=== Begin Enclosure ===

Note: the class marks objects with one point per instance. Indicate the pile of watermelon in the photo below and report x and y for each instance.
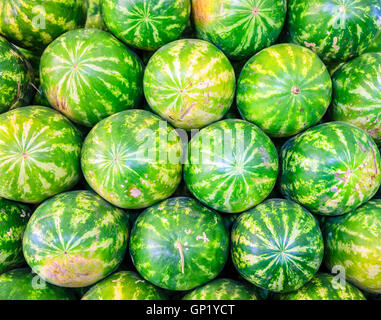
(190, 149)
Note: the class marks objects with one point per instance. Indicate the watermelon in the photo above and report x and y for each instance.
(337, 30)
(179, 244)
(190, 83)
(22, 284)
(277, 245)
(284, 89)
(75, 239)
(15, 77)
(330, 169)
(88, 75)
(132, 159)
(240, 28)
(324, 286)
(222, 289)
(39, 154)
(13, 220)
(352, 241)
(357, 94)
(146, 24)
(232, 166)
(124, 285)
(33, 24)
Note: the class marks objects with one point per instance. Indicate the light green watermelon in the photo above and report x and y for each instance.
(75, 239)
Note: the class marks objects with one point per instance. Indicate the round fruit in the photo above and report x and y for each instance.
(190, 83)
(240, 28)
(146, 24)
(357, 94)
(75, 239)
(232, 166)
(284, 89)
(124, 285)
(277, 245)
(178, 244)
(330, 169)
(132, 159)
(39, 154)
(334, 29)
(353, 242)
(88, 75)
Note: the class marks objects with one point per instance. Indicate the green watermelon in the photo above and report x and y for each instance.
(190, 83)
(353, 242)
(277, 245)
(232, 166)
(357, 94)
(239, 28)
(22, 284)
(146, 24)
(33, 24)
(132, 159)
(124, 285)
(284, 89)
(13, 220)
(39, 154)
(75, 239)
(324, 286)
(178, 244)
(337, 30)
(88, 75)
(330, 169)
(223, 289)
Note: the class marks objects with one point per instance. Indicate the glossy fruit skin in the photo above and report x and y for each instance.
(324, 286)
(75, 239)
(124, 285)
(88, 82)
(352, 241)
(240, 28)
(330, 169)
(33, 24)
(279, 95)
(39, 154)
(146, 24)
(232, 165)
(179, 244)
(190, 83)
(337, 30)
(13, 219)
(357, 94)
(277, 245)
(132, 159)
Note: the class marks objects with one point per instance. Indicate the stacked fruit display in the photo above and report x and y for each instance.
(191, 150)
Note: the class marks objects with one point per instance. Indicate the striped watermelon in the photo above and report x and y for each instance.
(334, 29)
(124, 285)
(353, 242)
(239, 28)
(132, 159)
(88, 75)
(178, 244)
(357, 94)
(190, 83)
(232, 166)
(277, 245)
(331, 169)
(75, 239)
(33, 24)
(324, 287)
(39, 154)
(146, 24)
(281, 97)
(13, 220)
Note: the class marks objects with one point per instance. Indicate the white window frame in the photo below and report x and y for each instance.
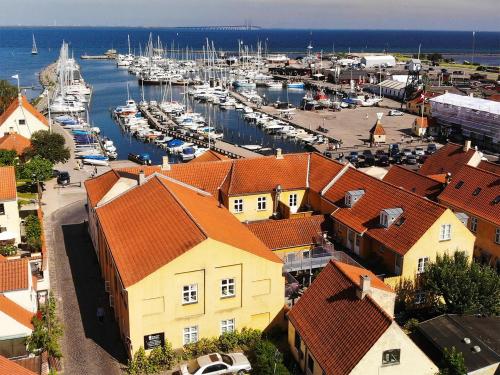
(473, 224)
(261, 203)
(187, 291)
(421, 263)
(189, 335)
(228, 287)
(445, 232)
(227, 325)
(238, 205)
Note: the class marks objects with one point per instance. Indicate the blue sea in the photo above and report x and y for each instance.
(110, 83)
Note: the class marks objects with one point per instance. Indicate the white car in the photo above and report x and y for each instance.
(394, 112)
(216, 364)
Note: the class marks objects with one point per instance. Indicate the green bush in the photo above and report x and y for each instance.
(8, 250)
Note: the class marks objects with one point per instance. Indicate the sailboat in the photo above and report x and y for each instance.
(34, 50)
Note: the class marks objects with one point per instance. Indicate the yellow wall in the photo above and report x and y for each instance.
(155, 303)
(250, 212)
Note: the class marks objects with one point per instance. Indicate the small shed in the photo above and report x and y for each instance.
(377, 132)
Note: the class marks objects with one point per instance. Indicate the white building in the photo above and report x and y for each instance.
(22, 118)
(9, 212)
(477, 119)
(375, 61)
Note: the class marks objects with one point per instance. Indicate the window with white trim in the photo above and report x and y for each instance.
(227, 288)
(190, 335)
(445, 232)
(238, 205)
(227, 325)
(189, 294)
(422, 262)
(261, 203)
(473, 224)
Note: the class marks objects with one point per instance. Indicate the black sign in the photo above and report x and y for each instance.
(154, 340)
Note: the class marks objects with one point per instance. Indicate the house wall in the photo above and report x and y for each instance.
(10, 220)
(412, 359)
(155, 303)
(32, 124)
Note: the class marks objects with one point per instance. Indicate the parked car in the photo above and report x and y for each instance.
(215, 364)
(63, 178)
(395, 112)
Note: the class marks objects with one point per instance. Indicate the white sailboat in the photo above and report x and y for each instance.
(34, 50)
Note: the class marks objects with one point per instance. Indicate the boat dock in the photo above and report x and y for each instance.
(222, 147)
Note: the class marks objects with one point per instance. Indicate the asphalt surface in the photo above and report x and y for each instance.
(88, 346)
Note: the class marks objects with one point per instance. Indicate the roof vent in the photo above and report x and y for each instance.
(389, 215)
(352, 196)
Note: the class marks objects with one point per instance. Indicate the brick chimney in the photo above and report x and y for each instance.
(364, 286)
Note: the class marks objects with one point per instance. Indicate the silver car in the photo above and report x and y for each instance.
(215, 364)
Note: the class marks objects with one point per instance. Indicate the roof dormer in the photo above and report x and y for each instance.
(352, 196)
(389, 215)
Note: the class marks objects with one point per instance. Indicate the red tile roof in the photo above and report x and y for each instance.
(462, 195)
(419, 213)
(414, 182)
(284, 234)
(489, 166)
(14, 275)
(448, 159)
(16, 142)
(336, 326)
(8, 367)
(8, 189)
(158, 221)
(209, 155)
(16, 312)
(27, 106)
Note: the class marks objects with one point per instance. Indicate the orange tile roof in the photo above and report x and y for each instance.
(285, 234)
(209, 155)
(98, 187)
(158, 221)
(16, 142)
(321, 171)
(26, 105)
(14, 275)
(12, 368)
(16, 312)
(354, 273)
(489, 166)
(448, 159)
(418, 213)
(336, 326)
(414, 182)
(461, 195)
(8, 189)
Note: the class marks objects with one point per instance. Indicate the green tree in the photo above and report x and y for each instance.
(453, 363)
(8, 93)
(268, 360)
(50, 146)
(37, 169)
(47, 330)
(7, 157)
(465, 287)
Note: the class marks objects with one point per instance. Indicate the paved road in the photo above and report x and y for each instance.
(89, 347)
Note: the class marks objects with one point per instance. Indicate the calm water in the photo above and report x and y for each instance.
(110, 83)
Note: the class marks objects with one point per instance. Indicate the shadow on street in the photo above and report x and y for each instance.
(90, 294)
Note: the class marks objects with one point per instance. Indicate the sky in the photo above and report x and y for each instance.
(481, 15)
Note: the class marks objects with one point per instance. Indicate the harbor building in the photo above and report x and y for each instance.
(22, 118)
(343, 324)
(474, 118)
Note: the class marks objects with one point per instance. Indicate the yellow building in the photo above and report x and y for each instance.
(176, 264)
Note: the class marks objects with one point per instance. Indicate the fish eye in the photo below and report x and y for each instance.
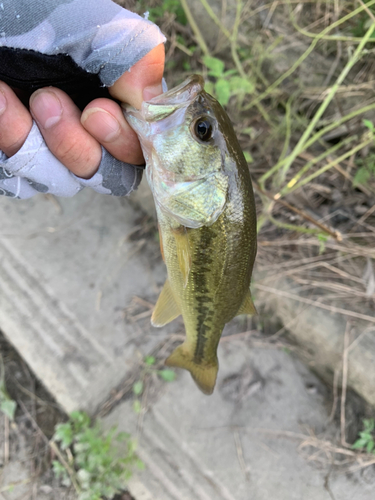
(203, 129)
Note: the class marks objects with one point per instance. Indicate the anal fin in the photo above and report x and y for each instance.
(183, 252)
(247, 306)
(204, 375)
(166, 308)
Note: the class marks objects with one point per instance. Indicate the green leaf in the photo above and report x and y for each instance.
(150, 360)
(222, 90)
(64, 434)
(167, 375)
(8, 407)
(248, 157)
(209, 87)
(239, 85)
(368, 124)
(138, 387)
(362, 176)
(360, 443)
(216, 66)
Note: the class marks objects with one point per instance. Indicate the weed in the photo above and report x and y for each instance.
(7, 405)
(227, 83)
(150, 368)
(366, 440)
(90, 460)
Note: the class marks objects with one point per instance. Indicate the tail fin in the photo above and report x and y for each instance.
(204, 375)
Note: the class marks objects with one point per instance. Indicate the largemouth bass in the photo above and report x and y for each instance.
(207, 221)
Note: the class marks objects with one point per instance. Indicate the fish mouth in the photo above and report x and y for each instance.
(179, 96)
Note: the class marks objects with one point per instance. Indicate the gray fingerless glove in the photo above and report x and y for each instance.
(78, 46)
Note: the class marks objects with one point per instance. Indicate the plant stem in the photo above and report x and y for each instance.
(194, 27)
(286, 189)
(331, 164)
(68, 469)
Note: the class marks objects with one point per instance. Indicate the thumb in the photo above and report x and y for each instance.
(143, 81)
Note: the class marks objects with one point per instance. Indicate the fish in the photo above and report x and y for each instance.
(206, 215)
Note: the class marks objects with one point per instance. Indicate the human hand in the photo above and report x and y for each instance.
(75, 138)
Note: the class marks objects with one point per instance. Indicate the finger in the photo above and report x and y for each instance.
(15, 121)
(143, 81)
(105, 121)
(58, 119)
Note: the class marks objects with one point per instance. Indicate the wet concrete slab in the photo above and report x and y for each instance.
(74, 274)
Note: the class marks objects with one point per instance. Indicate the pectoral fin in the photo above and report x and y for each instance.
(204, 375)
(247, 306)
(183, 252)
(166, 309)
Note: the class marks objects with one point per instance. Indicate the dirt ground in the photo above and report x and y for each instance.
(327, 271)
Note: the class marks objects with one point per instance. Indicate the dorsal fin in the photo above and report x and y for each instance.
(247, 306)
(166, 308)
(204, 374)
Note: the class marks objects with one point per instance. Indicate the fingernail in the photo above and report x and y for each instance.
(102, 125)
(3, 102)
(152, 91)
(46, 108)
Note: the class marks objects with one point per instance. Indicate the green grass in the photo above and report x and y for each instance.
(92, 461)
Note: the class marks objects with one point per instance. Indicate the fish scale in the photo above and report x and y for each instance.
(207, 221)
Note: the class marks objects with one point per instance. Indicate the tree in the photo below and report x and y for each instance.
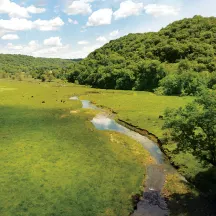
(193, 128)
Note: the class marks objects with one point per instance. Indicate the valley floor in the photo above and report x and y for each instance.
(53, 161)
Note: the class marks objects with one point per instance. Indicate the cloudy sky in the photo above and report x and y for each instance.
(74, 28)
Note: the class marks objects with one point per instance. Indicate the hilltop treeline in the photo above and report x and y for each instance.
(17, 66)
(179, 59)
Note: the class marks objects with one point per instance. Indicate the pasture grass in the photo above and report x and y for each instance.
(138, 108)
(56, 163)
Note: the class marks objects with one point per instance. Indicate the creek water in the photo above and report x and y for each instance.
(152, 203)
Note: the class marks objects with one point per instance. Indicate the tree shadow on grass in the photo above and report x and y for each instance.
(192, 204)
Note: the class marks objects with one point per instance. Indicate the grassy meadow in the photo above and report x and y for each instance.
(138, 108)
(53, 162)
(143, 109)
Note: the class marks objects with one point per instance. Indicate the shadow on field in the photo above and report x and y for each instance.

=== End Enclosure ===
=== Begin Enclosure ===

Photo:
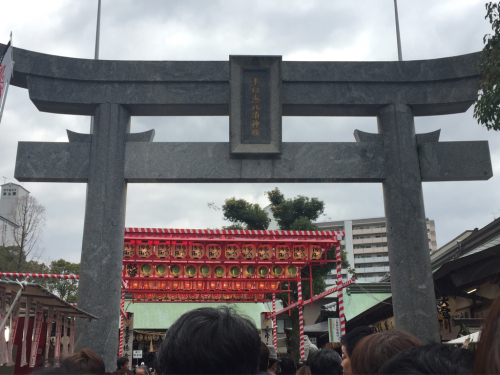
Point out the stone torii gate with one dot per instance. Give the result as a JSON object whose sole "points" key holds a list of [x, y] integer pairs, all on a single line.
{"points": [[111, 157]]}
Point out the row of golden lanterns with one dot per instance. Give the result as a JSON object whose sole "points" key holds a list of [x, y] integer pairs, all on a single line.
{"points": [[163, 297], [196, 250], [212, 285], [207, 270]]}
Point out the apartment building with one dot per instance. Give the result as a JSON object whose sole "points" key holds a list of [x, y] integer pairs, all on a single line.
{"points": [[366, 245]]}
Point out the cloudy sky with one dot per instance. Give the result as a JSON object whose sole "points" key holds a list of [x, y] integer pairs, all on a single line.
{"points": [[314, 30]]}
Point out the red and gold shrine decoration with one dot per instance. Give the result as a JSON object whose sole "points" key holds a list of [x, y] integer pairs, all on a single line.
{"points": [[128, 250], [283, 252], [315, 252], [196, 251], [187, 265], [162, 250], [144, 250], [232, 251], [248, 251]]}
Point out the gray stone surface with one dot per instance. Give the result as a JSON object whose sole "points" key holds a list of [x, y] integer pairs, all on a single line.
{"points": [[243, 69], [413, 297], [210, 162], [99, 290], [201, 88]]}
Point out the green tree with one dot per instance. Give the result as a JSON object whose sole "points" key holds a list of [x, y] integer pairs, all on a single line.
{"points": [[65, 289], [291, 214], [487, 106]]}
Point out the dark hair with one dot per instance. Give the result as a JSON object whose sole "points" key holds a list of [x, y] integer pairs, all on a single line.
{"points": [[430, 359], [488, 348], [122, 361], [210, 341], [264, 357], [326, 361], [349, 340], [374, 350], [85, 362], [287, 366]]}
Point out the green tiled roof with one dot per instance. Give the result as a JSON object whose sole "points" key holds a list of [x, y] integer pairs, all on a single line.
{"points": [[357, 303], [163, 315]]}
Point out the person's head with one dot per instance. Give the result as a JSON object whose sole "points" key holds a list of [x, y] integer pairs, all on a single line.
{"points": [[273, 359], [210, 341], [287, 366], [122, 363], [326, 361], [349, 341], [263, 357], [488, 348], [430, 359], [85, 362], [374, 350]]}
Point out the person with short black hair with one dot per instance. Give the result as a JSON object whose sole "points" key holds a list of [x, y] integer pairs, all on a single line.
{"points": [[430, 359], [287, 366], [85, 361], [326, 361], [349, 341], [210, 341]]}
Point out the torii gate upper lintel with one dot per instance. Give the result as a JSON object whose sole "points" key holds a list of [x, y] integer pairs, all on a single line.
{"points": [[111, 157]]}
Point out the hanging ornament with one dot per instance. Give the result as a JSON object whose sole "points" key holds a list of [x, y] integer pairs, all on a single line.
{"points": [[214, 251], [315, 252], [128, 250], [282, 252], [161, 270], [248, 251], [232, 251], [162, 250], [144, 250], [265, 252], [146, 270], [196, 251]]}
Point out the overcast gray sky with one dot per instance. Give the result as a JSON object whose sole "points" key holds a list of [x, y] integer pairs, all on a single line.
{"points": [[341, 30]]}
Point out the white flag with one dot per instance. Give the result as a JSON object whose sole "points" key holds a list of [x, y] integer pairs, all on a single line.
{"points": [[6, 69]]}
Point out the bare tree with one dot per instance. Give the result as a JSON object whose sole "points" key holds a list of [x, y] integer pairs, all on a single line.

=== End Enclosure ===

• [Task statement]
All that belongs in your answer is the stretch of entries above from the line with "Indicate the pasture" through the line with "shadow on field", printed exactly.

• [Your solution]
Note: the class marks objects with one point per instance. Indicate the pasture grass in the photo above and report x and y for each instance.
(138, 108)
(56, 163)
Note: the class marks objects with one point per instance. Indicate the creek water in the photo above and report x and y for each instance.
(152, 203)
Note: the class marks objects with one point per instance. Indicate the tree shadow on grass in the photo above and report x and y for each instance.
(192, 204)
Note: the class marks objects with one point per instance. Indicate the grassy meadow in the photo above and report x and y for each instance.
(138, 108)
(53, 162)
(143, 109)
Note: the class marks objects with one point per instance. Indicate the shadow on field in the photo above and report x and y for each instance.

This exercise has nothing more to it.